L’attracteur de Lorenz rend possible l’observation de l’évolution d’un système gazeux. Il en résulte une courbe en trois dimensions qui caractérisent le résultat de l’ordre et du désordre : elle ne passe jamais deux fois par le même point. Pourtant, elle forme un motif général de double spirale que l’on peut comparer à des ailes de papillon. C’est ainsi que le chaos est vu comme déterministe, terme qui souligne les processus internes qui font qu’il n’est pas soumis au hasard.
Les attracteurs étranges nous permettent de réguler un système qui, à première vue, peut sembler chaotique. Une observation simple met en avant une certaine régularité dans le mouvement d’oscillation de certains objets, ou dans les directions que prennent, par exemple, des bulles d’air à la surface de l’eau. Ils œuvrent dans un grand nombre de structures naturelles et permettent, entre autres, de comprendre la régularité des motifs présents sur les feuilles des arbres.

■ Travail à faire:
1. Réécrivez sous forme de liste à puces le paragraphe de l'extrait proposé sur les attracteurs qui commence par « Les attracteurs étranges nous permettent », en gardant ses faits principaux.
2. Rédigez la suite de l'extrait proposé sur les attracteurs, à partir de sa dernière phrase.

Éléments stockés
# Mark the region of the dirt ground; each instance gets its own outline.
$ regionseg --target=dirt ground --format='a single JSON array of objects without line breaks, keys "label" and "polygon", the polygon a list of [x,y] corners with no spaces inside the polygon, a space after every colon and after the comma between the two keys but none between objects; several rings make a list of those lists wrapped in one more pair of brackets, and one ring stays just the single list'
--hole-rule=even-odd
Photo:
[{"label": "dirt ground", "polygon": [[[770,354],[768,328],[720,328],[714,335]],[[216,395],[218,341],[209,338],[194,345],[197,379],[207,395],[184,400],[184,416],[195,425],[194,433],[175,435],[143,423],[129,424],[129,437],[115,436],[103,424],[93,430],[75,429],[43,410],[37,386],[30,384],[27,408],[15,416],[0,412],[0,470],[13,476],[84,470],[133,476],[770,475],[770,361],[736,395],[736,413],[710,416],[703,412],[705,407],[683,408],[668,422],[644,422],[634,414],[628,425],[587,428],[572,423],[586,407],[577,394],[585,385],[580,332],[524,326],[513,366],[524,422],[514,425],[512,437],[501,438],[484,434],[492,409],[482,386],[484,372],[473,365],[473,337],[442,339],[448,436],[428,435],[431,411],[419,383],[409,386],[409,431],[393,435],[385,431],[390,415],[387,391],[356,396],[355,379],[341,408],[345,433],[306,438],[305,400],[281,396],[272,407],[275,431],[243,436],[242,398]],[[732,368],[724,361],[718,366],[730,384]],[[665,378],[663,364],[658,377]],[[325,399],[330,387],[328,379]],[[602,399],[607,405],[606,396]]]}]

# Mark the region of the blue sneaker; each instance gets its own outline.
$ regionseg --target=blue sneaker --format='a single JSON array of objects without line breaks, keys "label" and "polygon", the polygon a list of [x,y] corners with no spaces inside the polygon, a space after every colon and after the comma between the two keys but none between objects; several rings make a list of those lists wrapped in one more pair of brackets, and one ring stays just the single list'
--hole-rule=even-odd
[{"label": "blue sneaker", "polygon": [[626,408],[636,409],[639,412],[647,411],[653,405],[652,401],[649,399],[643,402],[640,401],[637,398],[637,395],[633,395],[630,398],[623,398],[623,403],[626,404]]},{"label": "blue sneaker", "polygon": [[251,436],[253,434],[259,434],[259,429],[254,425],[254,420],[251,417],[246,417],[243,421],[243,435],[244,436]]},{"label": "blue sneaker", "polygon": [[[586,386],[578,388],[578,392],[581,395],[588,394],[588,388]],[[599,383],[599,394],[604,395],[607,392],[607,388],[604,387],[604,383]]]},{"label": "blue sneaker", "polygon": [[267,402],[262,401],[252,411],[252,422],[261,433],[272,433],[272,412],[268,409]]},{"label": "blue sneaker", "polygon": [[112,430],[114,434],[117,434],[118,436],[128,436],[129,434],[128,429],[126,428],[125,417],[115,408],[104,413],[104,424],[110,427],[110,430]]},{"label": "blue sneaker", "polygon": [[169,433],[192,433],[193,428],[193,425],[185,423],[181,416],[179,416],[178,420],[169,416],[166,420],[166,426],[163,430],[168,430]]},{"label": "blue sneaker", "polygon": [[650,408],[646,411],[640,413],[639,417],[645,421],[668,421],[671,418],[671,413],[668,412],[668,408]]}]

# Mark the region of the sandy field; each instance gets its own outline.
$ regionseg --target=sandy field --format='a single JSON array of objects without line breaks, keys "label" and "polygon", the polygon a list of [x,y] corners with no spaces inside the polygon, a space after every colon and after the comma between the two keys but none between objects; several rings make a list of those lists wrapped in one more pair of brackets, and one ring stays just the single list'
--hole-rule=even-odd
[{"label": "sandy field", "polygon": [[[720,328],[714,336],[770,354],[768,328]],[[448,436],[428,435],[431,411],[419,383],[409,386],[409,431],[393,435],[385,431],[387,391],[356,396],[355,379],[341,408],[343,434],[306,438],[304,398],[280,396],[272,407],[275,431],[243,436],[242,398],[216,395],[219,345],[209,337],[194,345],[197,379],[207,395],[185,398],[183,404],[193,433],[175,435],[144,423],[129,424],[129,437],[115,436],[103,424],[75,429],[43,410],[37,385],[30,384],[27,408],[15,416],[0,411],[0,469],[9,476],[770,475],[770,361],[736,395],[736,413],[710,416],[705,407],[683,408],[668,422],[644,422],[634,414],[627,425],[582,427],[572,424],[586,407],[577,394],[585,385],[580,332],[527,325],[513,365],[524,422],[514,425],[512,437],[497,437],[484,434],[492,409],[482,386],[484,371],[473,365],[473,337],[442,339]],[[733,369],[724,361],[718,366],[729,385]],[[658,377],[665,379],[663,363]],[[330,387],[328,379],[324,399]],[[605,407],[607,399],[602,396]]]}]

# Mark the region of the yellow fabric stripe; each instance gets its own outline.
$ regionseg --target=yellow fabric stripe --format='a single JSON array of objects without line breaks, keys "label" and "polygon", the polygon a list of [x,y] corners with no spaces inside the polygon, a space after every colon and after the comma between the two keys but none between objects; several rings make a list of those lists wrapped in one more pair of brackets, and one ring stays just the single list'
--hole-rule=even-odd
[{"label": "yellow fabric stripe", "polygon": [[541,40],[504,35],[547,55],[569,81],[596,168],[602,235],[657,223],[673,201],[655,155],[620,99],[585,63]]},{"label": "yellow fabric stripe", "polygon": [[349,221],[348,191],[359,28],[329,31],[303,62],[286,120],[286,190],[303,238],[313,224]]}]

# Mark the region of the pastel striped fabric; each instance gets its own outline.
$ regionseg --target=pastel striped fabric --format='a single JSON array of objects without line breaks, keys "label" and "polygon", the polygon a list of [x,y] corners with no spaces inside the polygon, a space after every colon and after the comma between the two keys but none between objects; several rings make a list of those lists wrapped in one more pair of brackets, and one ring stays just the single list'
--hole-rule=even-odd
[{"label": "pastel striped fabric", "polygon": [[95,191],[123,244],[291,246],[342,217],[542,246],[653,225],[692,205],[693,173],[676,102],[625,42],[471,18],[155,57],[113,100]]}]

■ Réponses aux exercices:
1.
- Les attracteurs étranges permettent de réguler un système qui peut sembler chaotique à première vue.
- Une observation simple révèle une certaine régularité, par exemple dans l'oscillation de certains objets ou dans les directions que prennent des bulles d'air à la surface de l'eau.
- Ils agissent dans de nombreuses structures naturelles et aident notamment à comprendre la régularité des motifs sur les feuilles des arbres.

2.
Une fois de plus, le Go nous propose un accès ludique à cette théorie des sciences contemporaines. En effet, lors d’une partie, le regard et l’attention du joueur peuvent être attirés par certains points. Parmi les centaines de possibilités qui s’offrent à lui, chaque nouvelle pierre qu’il doit poser sur le plateau, certaines intersections prennent alors le rôle d’attracteurs étranges au sein de la complexité du jeu.
La tradition millénaire sur le jeu et la recherche de l’efficience invite à débuter une partie en jouant sur des intersections favorables bien définies. Il est conseillé et préférable de jouer les premiers coups d’une partie dans les coins, qui sont plus faciles à protéger, sans pour autant poser les premières pierres trop près de ce dernier puisqu’elle n’aurait plus ni influence, ni possibilités dans le but de construire sereinement un territoire viable.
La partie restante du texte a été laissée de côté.